AUFGABEN
#1 Beantworte anhand des Auszugs die folgenden Fragen:
(a) Seit wie vielen Jahren müssen die Familienangehörigen ihren ordnungsgemäßen Wohnsitz haben, um sich auf jedes Stellenangebot bewerben zu dürfen?
(b) Ab wie vielen Jahren ordnungsgemäßen Wohnsitzes haben sie freien Zugang zu jeder von ihnen gewählten Beschäftigung im Lohn- oder Gehaltsverhältnis?
(c) In welchem Monat und Jahr wurden die Beschäftigungsverhältnisse der Beschwerdeführerin beendet?
#2 Gib den Abschnitt des Auszugs von „Hinsichtlich der Voraussetzungen“ bis „Erwerbstätigkeit beschäftigt war.“ wortgetreu wieder.

AUSZUG
--- --- ---

Art. 7 Satz 1 (Abs. 1) ARB Nr. 1/80 lautet:
"Die Familienangehörigen eines dem regulären Arbeitsmarkt eines Mitgliedstaats angehörenden türkischen Arbeitnehmers, die die Genehmigung erhalten haben, zu ihm zu ziehen,
-
haben vorbehaltlich des den Arbeitnehmern aus den Mitgliedstaaten der Gemeinschaft einzuräumenden Vorrangs das Recht, sich auf jedes Stellenangebot zu bewerben, wenn sie dort seit mindestens drei Jahren ihren ordnungsgemäßen Wohnsitz haben;
-
haben freien Zugang zu jeder von ihnen gewählten Beschäftigung im Lohn- oder Gehaltsverhältnis, wenn sie dort seit mindestens fünf Jahren ihren ordnungsgemäßen Wohnsitz haben."
Dass die Voraussetzungen des Art. 7 ARB nicht vorliegen, wird in der Beschwerde nicht mehr bekämpft.
Hinsichtlich der Voraussetzungen des § 4c AuslBG iVm Art. 6 Abs. 1 dritter Unterabsatz ARB 1/80 ist - nach den im angefochtenen Bescheid getroffenen Feststellungen und dem Vorbringen in der Beschwerde - im Beschwerdefall unbestritten, dass die Beschäftigungsverhältnisse der Beschwerdeführerin bereits im Oktober 1992 beendet wurden und sie seither nicht mehr in einer unselbständigen Erwerbstätigkeit beschäftigt war.

--- --- ---

VORLIEGENDE DATEN
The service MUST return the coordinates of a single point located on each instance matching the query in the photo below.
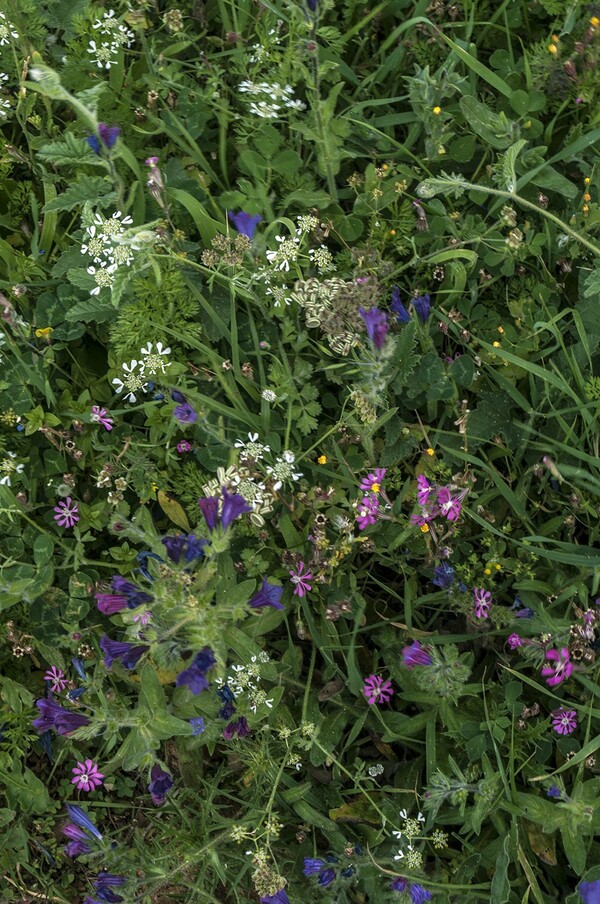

--- --- ---

LÖSUNGEN IM EINZELNEN
#1
(a) Seit mindestens drei Jahren.
(b) Ab mindestens fünf Jahren.
(c) Im Oktober 1992.

#2
Hinsichtlich der Voraussetzungen des § 4c AuslBG iVm Art. 6 Abs. 1 dritter Unterabsatz ARB 1/80 ist - nach den im angefochtenen Bescheid getroffenen Feststellungen und dem Vorbringen in der Beschwerde - im Beschwerdefall unbestritten, dass die Beschäftigungsverhältnisse der Beschwerdeführerin bereits im Oktober 1992 beendet wurden und sie seither nicht mehr in einer unselbständigen Erwerbstätigkeit beschäftigt war.